The request.
Reproduce the records below word for word, leaving every character unchanged.
########
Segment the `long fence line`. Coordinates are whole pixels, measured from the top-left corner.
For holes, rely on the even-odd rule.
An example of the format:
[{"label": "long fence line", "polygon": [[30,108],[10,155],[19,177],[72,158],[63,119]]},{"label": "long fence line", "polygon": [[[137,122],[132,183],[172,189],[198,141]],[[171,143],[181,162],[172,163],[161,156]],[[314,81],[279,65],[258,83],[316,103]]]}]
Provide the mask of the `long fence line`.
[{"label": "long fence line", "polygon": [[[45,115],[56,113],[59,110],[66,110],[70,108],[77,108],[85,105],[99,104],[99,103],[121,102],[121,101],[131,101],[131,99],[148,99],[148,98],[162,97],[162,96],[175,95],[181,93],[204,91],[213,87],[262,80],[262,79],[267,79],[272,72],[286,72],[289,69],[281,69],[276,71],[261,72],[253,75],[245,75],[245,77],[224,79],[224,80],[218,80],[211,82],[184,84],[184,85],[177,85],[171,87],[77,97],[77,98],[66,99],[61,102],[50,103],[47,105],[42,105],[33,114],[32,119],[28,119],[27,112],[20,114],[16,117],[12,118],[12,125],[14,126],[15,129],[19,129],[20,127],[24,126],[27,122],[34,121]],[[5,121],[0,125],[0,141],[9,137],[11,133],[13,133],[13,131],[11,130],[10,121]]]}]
########
Task output.
Segment the `long fence line`. Coordinates are whole pixels, measured from the top-left corner.
For holes, rely on the even-odd rule.
An example of the format:
[{"label": "long fence line", "polygon": [[30,108],[10,155],[19,177],[72,158],[63,119]]},{"label": "long fence line", "polygon": [[[137,122],[132,183],[172,189],[198,141]],[[171,143],[181,162],[172,163],[161,156]],[[314,81],[279,65],[258,83],[316,103]]]}]
Provide the mask of the `long fence line`.
[{"label": "long fence line", "polygon": [[[45,115],[56,113],[59,110],[66,110],[70,108],[77,108],[85,105],[99,104],[99,103],[121,102],[121,101],[131,101],[131,99],[148,99],[148,98],[162,97],[162,96],[175,95],[181,93],[204,91],[213,87],[262,80],[262,79],[267,79],[272,72],[286,72],[289,69],[281,69],[276,71],[261,72],[253,75],[245,75],[245,77],[224,79],[224,80],[218,80],[211,82],[184,84],[184,85],[177,85],[171,87],[77,97],[77,98],[66,99],[61,102],[50,103],[47,105],[42,105],[33,114],[32,119],[28,119],[27,112],[20,114],[16,117],[12,118],[12,125],[14,126],[15,129],[19,129],[20,127],[24,126],[27,122],[34,121]],[[5,121],[0,125],[0,141],[9,137],[11,133],[13,133],[13,131],[11,130],[10,121]]]}]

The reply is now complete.